Stated exercise a: Gather every line of the records that contains the word "window", with case counting.

Quoted passage:
--- --- ---

On 03/30/2014 11:33 PM, Jerome Glisse wrote:
On Wed, Jan 22, 2014 at 04:01:15PM +0200, Haggai Eran wrote:
I'm worried about the following scenario:
Given a read-only page, suppose one host thread (thread 1) writes to
that page, and performs COW, but before it calls the
mmu_notifier_invalidate_page_if_missing_change_pte function another host
thread (thread 2) writes to the same page (this time without a page
fault). Then we have a valid entry in the secondary page table to a
stale page, and someone (thread 3) may read stale data from there.
Here's a diagram that shows this scenario:
Thread 1 | Thread 2 | Thread 3
========================================================================
do_wp_page(page 1) | |
... | |
set_pte_at_notify | |
... | write to page 1 |
| | stale access
pte_unmap_unlock | |
invalidate_page_if_missing_change_pte | |
This is currently prevented by the use of the range start and range end
notifiers.
Do you agree that this scenario is possible with the new patch, or am I
missing something?

--- --- ---

Stated exercise b: For the quoted message above, say whether each statement agrees with it, answering yes or no and quoting the words that decide it. (i) In the scenario, thread 2 writes to the page without a page fault. (ii) The range start and range end notifiers currently prevent the scenario. (iii) Thread 3 writes stale data to the page.

--- --- ---

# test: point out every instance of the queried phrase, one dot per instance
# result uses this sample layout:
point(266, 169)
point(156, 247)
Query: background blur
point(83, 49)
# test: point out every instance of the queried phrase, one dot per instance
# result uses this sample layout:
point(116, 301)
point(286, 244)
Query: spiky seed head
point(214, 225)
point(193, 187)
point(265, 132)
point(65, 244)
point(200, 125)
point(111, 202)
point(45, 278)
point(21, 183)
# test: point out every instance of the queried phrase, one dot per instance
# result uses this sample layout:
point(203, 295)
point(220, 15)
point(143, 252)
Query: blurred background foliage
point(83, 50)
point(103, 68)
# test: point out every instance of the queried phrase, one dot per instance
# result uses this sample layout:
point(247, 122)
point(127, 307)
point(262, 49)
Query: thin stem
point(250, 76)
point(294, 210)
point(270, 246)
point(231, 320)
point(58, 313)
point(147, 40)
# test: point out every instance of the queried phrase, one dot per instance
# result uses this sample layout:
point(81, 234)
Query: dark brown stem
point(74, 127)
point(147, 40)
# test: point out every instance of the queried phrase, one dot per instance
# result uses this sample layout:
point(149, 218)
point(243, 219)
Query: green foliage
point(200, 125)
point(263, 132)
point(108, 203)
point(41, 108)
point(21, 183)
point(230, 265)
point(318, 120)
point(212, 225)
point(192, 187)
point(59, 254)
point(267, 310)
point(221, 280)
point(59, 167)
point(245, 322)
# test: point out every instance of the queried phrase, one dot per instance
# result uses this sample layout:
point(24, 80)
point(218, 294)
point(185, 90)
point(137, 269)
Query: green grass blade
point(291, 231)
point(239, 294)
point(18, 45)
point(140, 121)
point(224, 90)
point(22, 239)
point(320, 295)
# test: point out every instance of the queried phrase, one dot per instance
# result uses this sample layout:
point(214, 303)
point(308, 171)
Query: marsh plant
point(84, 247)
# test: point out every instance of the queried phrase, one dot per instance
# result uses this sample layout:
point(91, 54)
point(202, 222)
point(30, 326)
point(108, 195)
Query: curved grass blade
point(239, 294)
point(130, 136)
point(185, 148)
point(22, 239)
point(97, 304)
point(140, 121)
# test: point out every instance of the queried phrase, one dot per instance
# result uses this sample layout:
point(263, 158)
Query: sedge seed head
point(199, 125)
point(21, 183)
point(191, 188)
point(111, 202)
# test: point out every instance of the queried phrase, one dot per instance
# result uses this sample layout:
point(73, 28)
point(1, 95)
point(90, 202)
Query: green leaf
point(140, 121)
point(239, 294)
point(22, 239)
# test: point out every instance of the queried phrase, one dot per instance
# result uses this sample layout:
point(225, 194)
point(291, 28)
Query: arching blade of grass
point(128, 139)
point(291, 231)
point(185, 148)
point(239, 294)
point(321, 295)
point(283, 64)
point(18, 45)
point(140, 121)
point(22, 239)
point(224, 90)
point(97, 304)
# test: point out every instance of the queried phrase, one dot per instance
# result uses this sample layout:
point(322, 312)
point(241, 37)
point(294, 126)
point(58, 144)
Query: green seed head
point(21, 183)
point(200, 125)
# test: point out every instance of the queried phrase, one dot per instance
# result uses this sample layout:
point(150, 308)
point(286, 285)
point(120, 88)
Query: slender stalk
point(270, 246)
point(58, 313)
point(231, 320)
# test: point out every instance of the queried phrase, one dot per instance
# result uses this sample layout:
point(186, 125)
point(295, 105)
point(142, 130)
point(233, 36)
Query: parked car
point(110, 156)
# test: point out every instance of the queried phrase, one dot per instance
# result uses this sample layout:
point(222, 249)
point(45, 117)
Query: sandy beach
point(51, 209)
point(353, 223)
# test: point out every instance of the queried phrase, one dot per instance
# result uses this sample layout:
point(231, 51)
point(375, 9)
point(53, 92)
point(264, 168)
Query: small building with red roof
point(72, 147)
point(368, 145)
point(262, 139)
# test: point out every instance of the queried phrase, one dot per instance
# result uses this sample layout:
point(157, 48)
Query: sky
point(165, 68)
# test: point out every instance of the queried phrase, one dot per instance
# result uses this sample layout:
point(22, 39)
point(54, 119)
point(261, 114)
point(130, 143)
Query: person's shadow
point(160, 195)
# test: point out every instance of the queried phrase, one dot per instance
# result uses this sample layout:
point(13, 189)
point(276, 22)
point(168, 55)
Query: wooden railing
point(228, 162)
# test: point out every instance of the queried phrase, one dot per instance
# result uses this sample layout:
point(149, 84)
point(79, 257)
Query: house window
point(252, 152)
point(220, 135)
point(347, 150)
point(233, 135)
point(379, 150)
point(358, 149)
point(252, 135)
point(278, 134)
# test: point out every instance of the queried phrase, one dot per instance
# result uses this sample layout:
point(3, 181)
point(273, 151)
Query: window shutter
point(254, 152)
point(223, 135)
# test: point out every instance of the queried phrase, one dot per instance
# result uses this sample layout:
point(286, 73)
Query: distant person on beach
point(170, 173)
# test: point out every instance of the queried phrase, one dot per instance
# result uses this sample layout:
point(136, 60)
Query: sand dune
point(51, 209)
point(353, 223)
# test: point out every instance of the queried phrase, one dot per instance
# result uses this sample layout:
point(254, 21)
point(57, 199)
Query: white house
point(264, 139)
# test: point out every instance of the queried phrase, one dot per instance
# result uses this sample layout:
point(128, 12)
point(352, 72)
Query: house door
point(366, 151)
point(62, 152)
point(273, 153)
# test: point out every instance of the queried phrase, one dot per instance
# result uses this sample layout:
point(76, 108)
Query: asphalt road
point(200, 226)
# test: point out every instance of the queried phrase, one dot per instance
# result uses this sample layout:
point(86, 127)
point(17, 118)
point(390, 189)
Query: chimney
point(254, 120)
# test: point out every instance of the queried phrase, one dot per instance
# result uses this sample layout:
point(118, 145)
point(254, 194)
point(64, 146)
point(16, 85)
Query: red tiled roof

--- --- ---

Exercise solution a:
Query: house window
Query: window shutter

Exercise solution b:
(i) Yes: "another host thread (thread 2) writes to the same page (this time without a page fault)"
(ii) Yes: "This is currently prevented by the use of the range start and range end notifiers."
(iii) No: "someone (thread 3) may read stale data from there"